» What is being asked
Update the listing below by changing every "Kindly give" to "Please provide", leaving all other text as is.

(Recorded data)
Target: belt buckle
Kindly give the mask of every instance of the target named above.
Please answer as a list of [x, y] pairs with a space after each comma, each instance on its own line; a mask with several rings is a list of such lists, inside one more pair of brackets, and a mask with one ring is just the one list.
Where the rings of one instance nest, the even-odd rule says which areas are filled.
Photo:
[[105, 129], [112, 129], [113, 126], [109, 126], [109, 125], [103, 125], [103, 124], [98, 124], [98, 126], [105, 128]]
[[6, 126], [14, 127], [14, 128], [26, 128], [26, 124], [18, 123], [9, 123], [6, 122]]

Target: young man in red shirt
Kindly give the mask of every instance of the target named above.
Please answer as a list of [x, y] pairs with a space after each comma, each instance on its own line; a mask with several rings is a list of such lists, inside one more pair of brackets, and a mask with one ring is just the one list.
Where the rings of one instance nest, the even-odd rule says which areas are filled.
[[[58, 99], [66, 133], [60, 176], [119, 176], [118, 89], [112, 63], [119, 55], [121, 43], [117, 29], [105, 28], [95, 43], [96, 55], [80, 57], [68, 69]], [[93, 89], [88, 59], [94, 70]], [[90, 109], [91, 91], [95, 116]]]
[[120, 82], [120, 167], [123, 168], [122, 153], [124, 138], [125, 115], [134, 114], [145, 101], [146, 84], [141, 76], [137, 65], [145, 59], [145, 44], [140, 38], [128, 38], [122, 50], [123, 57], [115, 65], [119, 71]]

» Expected answer
Target: belt buckle
Please provide the mask of every instance of the target named above.
Please answer as a list of [x, y] pairs with a space after each comma, each instance on its own line; a mask with several rings is a list of such lists, inside one more pair of brackets, and a mask with one ring is just the one list.
Where the rings of one instance nest, the even-odd rule says which areas are filled.
Photo:
[[105, 129], [112, 129], [113, 126], [109, 126], [109, 125], [103, 125], [103, 124], [98, 124], [98, 126], [105, 128]]
[[6, 126], [14, 127], [14, 128], [26, 128], [26, 124], [18, 123], [9, 123], [6, 122]]

Target: young man in red shirt
Please provide the mask of every instance of the target named above.
Please answer as a list of [x, y] pairs with a space after each comma, each instance on its own line; a mask with several rings is a list of such lists, inside one more pair of brackets, and a mask with one ring is just the one list.
Where the rings of one instance nest, the even-odd rule says which areas are filled.
[[[58, 99], [66, 133], [60, 176], [119, 176], [118, 89], [112, 63], [119, 55], [121, 43], [117, 29], [105, 28], [95, 43], [96, 55], [80, 57], [68, 69]], [[93, 89], [88, 59], [94, 70]], [[90, 109], [91, 91], [95, 116]]]
[[120, 82], [120, 167], [123, 168], [122, 153], [124, 138], [125, 115], [134, 114], [145, 101], [146, 84], [141, 76], [137, 65], [145, 59], [145, 44], [140, 38], [128, 38], [122, 50], [123, 57], [115, 65], [119, 71]]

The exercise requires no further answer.